Rows:
══════════════════════════════
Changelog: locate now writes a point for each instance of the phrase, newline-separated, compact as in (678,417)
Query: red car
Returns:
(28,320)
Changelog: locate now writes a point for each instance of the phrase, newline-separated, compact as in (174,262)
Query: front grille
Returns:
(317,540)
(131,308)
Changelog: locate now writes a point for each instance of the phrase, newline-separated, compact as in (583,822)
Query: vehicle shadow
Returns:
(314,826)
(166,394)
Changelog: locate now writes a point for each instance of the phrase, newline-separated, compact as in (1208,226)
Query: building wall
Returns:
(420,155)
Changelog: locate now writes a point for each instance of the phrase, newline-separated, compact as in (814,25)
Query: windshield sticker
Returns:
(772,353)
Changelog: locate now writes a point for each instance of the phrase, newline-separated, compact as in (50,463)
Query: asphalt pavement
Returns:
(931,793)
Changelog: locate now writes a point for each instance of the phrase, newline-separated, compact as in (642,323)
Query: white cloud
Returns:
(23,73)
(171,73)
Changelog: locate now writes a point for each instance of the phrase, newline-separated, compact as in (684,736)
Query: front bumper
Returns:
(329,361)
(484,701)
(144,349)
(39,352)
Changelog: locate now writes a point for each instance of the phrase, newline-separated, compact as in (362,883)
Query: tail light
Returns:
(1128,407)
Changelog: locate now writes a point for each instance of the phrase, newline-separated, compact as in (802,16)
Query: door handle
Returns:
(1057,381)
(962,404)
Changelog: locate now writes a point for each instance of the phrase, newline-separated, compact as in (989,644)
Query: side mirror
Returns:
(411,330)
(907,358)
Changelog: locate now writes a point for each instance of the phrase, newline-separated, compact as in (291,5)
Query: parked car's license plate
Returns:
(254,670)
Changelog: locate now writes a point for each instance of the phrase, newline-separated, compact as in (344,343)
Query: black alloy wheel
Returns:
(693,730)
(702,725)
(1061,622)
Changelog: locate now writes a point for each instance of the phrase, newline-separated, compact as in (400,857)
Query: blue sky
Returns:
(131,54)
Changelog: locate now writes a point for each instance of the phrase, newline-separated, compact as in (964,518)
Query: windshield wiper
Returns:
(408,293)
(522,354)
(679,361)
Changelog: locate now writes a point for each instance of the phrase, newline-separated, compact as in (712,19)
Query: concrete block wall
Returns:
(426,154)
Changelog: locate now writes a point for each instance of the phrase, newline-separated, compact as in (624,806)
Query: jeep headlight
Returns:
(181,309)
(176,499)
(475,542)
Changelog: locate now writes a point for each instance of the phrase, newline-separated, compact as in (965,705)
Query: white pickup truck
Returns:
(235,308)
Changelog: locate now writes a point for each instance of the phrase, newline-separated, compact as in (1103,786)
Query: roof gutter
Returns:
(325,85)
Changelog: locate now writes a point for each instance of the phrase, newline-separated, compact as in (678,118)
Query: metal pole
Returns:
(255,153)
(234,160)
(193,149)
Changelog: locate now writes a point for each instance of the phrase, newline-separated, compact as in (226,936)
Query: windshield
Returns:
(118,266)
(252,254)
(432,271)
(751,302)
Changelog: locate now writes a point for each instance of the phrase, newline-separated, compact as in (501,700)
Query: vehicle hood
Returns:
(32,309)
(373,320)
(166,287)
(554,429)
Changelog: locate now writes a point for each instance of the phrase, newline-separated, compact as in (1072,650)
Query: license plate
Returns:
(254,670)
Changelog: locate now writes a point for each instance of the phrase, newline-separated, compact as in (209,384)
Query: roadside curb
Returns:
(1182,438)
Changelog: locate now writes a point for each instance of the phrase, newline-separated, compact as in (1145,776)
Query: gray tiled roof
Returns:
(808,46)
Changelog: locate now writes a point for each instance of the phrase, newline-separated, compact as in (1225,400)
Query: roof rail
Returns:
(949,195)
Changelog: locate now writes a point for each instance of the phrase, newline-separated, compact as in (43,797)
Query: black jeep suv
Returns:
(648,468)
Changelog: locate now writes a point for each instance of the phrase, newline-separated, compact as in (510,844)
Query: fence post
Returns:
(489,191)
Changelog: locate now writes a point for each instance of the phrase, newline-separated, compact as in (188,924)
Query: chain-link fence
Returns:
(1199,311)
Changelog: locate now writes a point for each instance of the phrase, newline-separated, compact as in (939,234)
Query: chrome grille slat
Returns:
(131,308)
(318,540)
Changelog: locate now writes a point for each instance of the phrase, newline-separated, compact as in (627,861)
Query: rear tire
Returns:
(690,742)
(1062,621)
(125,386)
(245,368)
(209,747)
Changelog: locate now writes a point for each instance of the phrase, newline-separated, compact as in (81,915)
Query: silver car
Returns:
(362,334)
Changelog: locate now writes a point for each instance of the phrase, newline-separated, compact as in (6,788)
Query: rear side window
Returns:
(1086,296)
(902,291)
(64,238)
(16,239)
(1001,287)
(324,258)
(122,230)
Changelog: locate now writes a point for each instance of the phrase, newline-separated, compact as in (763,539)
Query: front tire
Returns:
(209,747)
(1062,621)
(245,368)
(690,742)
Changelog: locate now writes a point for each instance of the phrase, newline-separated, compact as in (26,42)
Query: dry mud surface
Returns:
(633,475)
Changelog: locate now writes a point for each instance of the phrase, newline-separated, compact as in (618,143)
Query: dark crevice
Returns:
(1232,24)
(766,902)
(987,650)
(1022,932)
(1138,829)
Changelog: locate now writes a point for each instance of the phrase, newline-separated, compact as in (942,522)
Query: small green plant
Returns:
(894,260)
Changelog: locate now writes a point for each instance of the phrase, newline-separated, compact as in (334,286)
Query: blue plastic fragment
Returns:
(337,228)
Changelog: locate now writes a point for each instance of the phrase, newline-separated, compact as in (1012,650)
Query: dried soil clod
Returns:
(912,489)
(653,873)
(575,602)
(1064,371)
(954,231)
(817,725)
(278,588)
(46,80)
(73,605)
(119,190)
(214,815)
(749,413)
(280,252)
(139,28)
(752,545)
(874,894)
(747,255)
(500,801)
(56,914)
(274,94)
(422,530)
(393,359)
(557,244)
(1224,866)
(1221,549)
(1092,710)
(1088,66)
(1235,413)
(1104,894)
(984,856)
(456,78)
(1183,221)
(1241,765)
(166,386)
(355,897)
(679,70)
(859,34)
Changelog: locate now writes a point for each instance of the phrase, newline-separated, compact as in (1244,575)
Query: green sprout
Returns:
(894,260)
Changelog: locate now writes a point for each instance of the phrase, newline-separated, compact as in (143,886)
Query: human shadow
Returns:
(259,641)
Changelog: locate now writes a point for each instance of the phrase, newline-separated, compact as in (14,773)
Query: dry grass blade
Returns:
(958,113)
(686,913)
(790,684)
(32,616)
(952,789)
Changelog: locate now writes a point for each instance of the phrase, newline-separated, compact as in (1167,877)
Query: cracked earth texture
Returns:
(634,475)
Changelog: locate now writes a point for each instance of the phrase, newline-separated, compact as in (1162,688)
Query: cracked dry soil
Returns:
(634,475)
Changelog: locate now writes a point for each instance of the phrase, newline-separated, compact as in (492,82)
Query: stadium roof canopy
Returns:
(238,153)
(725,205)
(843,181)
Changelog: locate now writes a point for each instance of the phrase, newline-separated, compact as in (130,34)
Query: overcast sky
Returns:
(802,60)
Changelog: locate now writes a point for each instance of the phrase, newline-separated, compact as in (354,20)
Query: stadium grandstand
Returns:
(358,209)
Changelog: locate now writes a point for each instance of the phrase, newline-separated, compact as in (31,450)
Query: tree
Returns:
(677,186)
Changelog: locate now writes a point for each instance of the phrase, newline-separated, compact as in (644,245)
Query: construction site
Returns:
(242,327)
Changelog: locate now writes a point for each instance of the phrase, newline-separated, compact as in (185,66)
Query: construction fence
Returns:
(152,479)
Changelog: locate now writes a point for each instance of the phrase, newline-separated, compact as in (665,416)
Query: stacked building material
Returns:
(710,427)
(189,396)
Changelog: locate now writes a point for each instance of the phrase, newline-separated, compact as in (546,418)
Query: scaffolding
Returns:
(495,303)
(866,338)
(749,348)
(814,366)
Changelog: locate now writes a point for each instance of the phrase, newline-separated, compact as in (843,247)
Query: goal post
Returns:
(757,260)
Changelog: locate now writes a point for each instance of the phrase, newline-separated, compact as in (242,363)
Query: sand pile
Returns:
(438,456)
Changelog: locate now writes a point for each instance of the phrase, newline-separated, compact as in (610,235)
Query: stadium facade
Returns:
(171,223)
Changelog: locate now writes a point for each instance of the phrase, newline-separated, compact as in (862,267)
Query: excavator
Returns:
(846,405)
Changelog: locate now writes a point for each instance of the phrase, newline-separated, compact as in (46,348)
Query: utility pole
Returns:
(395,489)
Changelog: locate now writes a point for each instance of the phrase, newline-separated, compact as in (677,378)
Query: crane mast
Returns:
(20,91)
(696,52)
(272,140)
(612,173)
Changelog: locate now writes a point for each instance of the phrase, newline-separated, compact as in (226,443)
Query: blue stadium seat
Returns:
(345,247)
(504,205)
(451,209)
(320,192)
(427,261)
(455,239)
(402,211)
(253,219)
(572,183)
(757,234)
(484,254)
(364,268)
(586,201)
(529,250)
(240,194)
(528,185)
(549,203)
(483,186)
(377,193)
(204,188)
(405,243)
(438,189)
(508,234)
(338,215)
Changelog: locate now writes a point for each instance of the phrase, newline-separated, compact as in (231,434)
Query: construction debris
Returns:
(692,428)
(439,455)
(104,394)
══════════════════════════════
Problem statement:
Print only the lines from the one with "as in (226,443)" to the end of the records, both included.

Solution:
Changelog: locate now writes a point for each instance of the phrase, newline-separated, compact as in (226,443)
Query: blue stadium seat
Returns:
(345,247)
(504,205)
(451,209)
(320,192)
(427,261)
(455,239)
(402,211)
(253,219)
(572,183)
(757,234)
(484,254)
(364,268)
(586,201)
(529,250)
(240,194)
(528,185)
(549,203)
(483,186)
(377,193)
(204,188)
(405,243)
(438,189)
(508,234)
(338,215)
Changelog: locate now writes a point for each instance of the phrase, newline-separated, compact as in (231,434)
Query: construction debris
Returns:
(692,428)
(439,455)
(104,394)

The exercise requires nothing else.